• _Exercise directions_
Copy each line below in which the string "green" occurs.

[Source material Boundary: Start]

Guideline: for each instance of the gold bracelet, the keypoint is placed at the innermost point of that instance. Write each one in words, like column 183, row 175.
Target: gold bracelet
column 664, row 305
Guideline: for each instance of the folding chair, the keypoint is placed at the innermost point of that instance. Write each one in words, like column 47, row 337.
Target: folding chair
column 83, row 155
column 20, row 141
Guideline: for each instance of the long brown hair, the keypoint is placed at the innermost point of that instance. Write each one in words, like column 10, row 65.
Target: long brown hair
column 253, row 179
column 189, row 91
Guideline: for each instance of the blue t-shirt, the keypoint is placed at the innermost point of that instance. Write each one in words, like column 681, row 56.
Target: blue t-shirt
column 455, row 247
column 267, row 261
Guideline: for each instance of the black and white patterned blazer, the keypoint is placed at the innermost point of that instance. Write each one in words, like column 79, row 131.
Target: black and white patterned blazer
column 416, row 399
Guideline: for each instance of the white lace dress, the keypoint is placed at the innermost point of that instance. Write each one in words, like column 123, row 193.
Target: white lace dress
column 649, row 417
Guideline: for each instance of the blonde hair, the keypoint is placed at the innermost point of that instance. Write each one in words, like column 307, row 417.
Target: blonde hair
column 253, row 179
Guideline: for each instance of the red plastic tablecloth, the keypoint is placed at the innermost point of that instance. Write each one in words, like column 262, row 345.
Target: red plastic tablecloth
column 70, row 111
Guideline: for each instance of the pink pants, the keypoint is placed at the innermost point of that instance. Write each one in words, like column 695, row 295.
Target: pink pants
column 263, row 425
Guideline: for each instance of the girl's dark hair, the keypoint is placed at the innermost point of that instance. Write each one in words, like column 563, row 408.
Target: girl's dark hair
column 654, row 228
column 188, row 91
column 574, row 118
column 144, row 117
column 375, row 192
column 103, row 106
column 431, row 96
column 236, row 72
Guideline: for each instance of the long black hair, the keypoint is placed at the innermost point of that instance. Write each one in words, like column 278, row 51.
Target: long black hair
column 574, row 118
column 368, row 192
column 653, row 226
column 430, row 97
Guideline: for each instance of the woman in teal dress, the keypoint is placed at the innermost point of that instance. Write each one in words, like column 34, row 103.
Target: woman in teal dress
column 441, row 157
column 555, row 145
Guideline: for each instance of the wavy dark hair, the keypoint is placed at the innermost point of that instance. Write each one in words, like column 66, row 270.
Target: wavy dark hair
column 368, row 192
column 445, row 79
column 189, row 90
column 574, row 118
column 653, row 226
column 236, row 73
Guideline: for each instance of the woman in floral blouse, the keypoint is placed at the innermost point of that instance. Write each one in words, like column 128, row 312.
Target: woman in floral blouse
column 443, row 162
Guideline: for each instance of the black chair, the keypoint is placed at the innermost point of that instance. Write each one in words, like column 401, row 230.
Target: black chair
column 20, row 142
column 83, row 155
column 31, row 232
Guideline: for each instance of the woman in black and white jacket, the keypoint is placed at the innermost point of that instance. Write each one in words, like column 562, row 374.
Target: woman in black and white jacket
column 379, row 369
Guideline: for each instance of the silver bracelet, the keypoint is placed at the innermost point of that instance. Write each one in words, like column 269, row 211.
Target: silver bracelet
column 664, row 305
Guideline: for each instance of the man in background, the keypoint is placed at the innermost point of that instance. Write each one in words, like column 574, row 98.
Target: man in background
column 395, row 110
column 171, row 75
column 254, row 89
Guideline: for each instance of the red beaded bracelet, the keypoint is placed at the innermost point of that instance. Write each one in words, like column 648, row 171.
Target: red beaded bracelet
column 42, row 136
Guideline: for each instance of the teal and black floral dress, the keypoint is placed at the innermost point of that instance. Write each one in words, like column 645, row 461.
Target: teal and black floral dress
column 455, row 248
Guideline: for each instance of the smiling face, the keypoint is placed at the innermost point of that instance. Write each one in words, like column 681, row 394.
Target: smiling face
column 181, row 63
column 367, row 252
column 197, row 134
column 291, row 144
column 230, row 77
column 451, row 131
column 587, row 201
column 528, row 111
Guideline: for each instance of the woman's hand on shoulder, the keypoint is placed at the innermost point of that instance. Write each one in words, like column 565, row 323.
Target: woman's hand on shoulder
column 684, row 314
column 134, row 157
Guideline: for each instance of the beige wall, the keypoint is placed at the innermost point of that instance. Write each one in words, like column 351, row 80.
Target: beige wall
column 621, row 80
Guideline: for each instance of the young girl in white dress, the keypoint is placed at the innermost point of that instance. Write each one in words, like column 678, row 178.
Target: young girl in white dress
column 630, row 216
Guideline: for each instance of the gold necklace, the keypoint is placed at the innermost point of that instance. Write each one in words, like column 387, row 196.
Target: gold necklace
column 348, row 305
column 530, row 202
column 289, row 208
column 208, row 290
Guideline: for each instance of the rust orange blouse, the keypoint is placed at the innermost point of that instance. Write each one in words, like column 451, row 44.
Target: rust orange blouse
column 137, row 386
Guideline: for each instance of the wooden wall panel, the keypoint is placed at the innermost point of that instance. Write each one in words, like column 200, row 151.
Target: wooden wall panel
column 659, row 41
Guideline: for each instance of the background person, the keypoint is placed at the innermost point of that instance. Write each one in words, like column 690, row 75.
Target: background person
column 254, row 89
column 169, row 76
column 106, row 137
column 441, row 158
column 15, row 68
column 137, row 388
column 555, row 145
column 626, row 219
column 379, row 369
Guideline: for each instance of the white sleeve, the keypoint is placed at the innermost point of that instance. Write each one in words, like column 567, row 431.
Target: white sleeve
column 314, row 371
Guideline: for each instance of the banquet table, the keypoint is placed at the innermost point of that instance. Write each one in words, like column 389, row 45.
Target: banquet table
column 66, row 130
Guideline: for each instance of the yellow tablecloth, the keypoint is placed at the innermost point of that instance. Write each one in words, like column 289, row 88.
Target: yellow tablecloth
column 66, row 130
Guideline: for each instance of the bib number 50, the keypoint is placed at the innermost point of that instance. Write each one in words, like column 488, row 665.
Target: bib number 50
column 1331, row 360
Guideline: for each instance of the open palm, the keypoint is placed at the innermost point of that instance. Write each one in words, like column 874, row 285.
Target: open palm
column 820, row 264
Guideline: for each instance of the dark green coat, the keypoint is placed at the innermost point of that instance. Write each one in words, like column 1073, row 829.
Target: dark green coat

[Source material Boundary: End]

• _Answer space_
Guideline: for each instance of the dark green coat, the keypoint is placed at the innermost point of that instance. Write each one in words, like column 1073, row 829.
Target: dark green coat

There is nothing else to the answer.